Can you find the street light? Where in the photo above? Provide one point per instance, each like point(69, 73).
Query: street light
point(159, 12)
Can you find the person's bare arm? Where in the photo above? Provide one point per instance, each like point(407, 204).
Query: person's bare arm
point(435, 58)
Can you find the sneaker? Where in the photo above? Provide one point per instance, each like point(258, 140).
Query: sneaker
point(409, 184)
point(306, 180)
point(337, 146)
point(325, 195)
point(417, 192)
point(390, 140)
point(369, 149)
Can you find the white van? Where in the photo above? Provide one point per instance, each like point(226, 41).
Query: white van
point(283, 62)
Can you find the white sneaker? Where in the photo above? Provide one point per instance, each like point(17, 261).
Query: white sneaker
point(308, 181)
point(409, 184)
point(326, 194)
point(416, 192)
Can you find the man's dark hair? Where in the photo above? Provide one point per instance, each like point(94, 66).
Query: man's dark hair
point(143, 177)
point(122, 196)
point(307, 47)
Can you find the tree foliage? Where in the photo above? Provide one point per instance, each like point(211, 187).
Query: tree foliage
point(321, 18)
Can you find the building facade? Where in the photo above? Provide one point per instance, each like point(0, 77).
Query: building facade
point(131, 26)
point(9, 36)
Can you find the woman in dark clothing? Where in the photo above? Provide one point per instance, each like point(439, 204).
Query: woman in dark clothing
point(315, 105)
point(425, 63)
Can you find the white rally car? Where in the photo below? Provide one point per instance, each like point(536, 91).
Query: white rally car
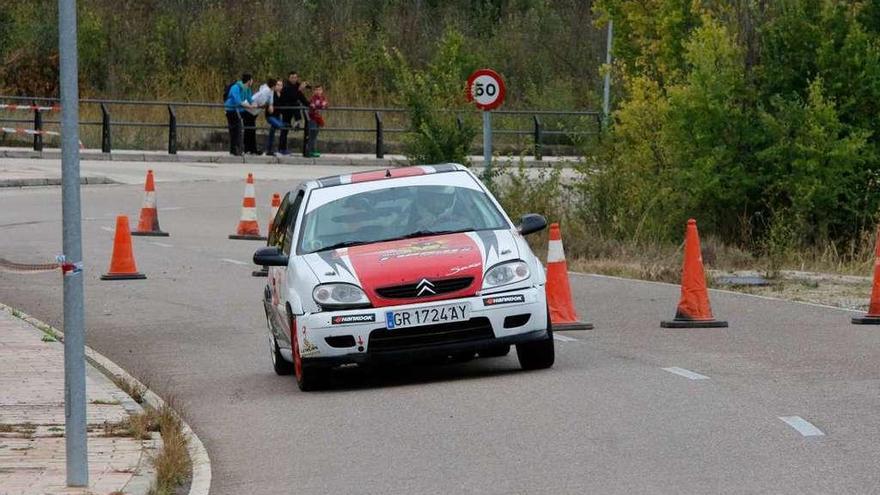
point(404, 263)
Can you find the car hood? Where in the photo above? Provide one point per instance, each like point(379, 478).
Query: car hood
point(420, 269)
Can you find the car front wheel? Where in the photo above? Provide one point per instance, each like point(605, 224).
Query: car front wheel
point(279, 364)
point(308, 378)
point(538, 354)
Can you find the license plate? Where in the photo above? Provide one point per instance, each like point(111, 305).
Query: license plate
point(427, 316)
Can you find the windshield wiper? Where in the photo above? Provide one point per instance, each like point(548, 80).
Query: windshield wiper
point(426, 233)
point(340, 245)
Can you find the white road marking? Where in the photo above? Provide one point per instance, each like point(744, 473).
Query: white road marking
point(686, 373)
point(803, 426)
point(235, 262)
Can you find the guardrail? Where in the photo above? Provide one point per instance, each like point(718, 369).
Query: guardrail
point(536, 128)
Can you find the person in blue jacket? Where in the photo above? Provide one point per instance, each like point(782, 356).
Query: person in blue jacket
point(238, 100)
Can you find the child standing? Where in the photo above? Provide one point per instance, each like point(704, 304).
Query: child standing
point(316, 121)
point(273, 116)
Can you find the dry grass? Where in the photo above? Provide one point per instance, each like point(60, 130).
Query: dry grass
point(172, 464)
point(134, 390)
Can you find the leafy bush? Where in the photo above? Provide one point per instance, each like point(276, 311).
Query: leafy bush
point(435, 134)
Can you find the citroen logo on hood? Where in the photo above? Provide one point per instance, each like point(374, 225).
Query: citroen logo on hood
point(425, 287)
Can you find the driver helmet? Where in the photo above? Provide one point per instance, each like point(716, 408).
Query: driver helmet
point(437, 200)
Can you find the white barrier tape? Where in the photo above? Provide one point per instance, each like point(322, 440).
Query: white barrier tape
point(30, 108)
point(31, 132)
point(555, 253)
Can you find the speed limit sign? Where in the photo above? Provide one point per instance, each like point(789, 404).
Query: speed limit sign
point(486, 89)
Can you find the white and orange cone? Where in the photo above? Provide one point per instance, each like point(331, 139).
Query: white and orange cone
point(148, 224)
point(248, 227)
point(694, 310)
point(562, 313)
point(276, 203)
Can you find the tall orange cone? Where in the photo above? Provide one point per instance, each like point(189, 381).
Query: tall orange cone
point(873, 315)
point(562, 313)
point(276, 203)
point(148, 223)
point(693, 309)
point(248, 228)
point(122, 266)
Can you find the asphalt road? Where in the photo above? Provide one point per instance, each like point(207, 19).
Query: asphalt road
point(607, 418)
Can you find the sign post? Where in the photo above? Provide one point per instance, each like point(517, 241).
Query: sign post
point(486, 89)
point(74, 333)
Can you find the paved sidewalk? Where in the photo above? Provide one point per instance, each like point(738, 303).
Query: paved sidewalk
point(32, 448)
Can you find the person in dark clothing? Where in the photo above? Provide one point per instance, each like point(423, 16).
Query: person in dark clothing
point(237, 102)
point(291, 96)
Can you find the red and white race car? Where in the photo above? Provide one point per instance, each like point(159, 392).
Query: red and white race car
point(404, 263)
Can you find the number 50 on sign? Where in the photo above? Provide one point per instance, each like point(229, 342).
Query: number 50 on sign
point(486, 89)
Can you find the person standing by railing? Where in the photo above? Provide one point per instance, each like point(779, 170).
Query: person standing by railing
point(316, 120)
point(236, 102)
point(291, 96)
point(273, 117)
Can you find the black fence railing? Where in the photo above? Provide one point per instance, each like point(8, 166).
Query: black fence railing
point(366, 121)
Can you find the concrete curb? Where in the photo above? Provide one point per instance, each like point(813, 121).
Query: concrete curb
point(56, 181)
point(722, 291)
point(201, 462)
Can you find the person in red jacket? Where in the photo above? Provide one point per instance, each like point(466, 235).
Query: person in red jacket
point(316, 120)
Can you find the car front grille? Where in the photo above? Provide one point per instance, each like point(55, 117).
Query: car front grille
point(399, 339)
point(409, 291)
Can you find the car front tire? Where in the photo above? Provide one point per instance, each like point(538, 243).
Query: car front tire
point(308, 378)
point(281, 366)
point(538, 354)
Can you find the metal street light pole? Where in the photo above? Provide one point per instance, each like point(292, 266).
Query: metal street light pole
point(74, 334)
point(606, 102)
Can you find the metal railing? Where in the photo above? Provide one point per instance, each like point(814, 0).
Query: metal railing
point(536, 128)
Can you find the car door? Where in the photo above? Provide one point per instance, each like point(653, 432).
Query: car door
point(282, 237)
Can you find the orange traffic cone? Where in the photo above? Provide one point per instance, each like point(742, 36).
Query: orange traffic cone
point(562, 313)
point(276, 203)
point(122, 266)
point(693, 309)
point(873, 315)
point(149, 219)
point(248, 228)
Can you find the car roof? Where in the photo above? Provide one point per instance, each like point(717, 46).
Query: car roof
point(383, 174)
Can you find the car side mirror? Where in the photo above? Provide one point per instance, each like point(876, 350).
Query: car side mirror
point(531, 223)
point(270, 256)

### TASK INSTRUCTIONS
Recast the lines above as a JSON list of strings, one string per line, with blank lines left out. Leave the pictures out of the list.

### SOLUTION
[
  "Can you find the street light? Where in the photo above? Provide one point per instance, each like point(69, 73).",
  "Query: street light",
  "point(159, 12)",
  "Can you find the person's bare arm? Where in the photo above? Provide one point per instance, each like point(407, 204).",
  "Query: person's bare arm",
  "point(435, 58)",
  "Can you find the sneaker? Where in the photo above? Provide one point per instance, each like point(258, 140).",
  "Query: sneaker",
  "point(409, 184)",
  "point(306, 180)",
  "point(337, 146)",
  "point(325, 195)",
  "point(417, 192)",
  "point(390, 140)",
  "point(369, 149)",
  "Can you find the white van? Where in the photo above? Provide one point per instance, each like point(226, 41).",
  "Query: white van",
  "point(283, 62)",
  "Can you find the white sneaker? Where in the photo above? Provide one point per instance, each like point(17, 261).",
  "Query: white sneaker",
  "point(308, 181)",
  "point(409, 184)",
  "point(326, 194)",
  "point(416, 192)",
  "Can you find the man's dark hair? Where in the photo above? Provide one point per instance, each like point(94, 66).",
  "Query: man's dark hair",
  "point(143, 177)",
  "point(122, 196)",
  "point(307, 47)",
  "Can you find the tree foliage? Where in the photo above? Provide one point per instance, each like point(211, 187).",
  "Query: tree foliage",
  "point(321, 18)",
  "Can you find the building facade? Where in the photo above? Provide one point per instance, each like point(0, 77).",
  "Query: building facade",
  "point(131, 26)",
  "point(9, 36)",
  "Can you find the woman in dark clothing? Where in the photo above? Provide one point per instance, each like point(439, 204).",
  "Query: woman in dark clothing",
  "point(315, 105)",
  "point(425, 63)",
  "Can you find the white rally car? Where in the photo below? Provide one point per instance, each like point(536, 91).",
  "Query: white rally car",
  "point(404, 263)",
  "Can you find the car hood? Where in the photo above? Provide one point per instance, each like point(379, 478).",
  "Query: car hood",
  "point(420, 269)",
  "Can you find the car front wheel? Where in the photo above? Provide one point per instance, each like point(605, 224).",
  "Query: car front wheel",
  "point(279, 364)",
  "point(308, 378)",
  "point(538, 354)",
  "Can you find the license plate? Where in the photo above? Provide one point per instance, each like point(111, 305).",
  "Query: license plate",
  "point(427, 316)",
  "Can you find the windshield wiper? Where in the photo above? Provide one point per instance, each like point(548, 80).",
  "Query: windshield wiper",
  "point(426, 233)",
  "point(340, 245)",
  "Can you find the white road marking? Where in the photo above? Provide one point per instance, each like point(744, 473).",
  "Query: white road marking",
  "point(686, 373)",
  "point(803, 426)",
  "point(235, 262)",
  "Can you find the guardrail? Where in the photo above? Provide one point per instance, each like point(718, 369).",
  "Query: guardrail",
  "point(536, 128)",
  "Can you find the person in blue jacket? Where in the photo above? Provide one point per instance, each like point(782, 356).",
  "Query: person in blue jacket",
  "point(238, 100)",
  "Can you find the child standing? Where in the photo above? Provide one point per instance, each like point(704, 304).",
  "Query: child standing",
  "point(316, 121)",
  "point(273, 116)",
  "Can you find the dry grass? Where in the photo above? Provide one point per instance, each like point(60, 130).",
  "Query: dry grass",
  "point(172, 464)",
  "point(134, 390)",
  "Can you find the leafy bush? Where in the photo above? Provide one point per instance, each like point(276, 311).",
  "Query: leafy bush",
  "point(435, 134)",
  "Can you find the citroen logo on hood? Where in the photo above? Provide one point per instance, each like point(374, 225).",
  "Query: citroen logo on hood",
  "point(425, 287)",
  "Can you find the driver helmet? Where in the photo above? Provide one point per instance, each like point(716, 408).",
  "Query: driver helmet",
  "point(437, 200)",
  "Can you find the white barrier tape? Where in the photo above? Provide one point per instance, each like point(322, 440).",
  "Query: white barrier tape",
  "point(30, 108)",
  "point(31, 132)",
  "point(555, 253)",
  "Can you find the speed limit sign? Where in the photo above? Provide one point per instance, each like point(789, 404).",
  "Query: speed limit sign",
  "point(486, 89)",
  "Can you find the white and orange cone? Where in the photo above? Provide one point per instance, each like point(331, 139).",
  "Query: white and orange cone",
  "point(148, 224)",
  "point(248, 227)",
  "point(694, 310)",
  "point(562, 313)",
  "point(276, 203)",
  "Can you find the tall orange cone? Where in the photo above? Provide one point per instance, each like point(189, 381).",
  "Query: tall orange cone",
  "point(873, 315)",
  "point(562, 313)",
  "point(276, 203)",
  "point(148, 223)",
  "point(693, 309)",
  "point(248, 228)",
  "point(122, 266)",
  "Can you find the asphalt road? Where in the photo above? Provide one point per instance, each like point(207, 19).",
  "Query: asphalt road",
  "point(607, 418)",
  "Can you find the sign post? Where in the photo above? Provide one point per instance, each like point(517, 241).",
  "Query: sign post",
  "point(486, 89)",
  "point(74, 333)",
  "Can you find the paved sidewalk? Where in the photo above? Provide one point per instance, each like point(738, 303).",
  "Query: paved sidewalk",
  "point(32, 448)",
  "Can you find the person in dark clothing? Where in the photo above? Provide one point per instance, each like point(423, 16).",
  "Query: person in dark clothing",
  "point(237, 102)",
  "point(291, 96)",
  "Can you find the red and white race car? Where in the photo above? Provide one point per instance, each like point(159, 392).",
  "Query: red and white race car",
  "point(404, 263)",
  "Can you find the number 50 on sign? Where in the photo above? Provide one point per instance, each like point(229, 342).",
  "Query: number 50 on sign",
  "point(486, 89)",
  "Can you find the person standing by railing? Where in the photo above? Provide one point per instance, each like point(779, 170).",
  "Query: person standing by railing",
  "point(316, 120)",
  "point(236, 102)",
  "point(291, 96)",
  "point(273, 117)",
  "Can you find the black fence railing? Where in the photo above? Provide one point per instance, each like point(8, 166).",
  "Query: black fence railing",
  "point(366, 121)",
  "Can you find the concrete curb? Where in the photo above? Provide one point per instance, each like point(813, 121).",
  "Query: concrete curb",
  "point(56, 181)",
  "point(722, 291)",
  "point(201, 462)",
  "Can you find the person in red jacket? Where in the photo above? Provide one point per instance, each like point(466, 235).",
  "Query: person in red jacket",
  "point(316, 120)",
  "Can you find the car front grille? Where in the photo above? Provide one point per instance, each like point(55, 117).",
  "Query: car front grille",
  "point(399, 339)",
  "point(409, 291)",
  "Can you find the car front tire? Where in the photo above? Provide one point per instance, each like point(538, 243).",
  "Query: car front tire",
  "point(308, 378)",
  "point(281, 366)",
  "point(538, 354)",
  "Can you find the metal street light pole? Where in the photo above? Provide one point per instance, each like point(292, 266).",
  "Query: metal street light pole",
  "point(74, 334)",
  "point(606, 102)",
  "Can you find the metal railing? Where in the photo above? Provide one point per instance, each like point(814, 0).",
  "Query: metal railing",
  "point(536, 128)",
  "Can you find the car door? Where in the photo above? Provide one point per instance, each like point(653, 432).",
  "Query: car door",
  "point(282, 237)",
  "Can you find the orange traffic cone? Where in the photo above? Provide one point per instance, each like point(742, 36).",
  "Query: orange traffic cone",
  "point(562, 313)",
  "point(276, 203)",
  "point(122, 266)",
  "point(693, 309)",
  "point(873, 315)",
  "point(149, 219)",
  "point(248, 228)",
  "Can you find the car roof? Where in the photo above? Provide one point per instance, each like point(717, 46).",
  "Query: car roof",
  "point(383, 174)",
  "Can you find the car side mirror? Where in the photo above? Provide one point per instance, each like point(876, 350).",
  "Query: car side mirror",
  "point(531, 223)",
  "point(270, 256)"
]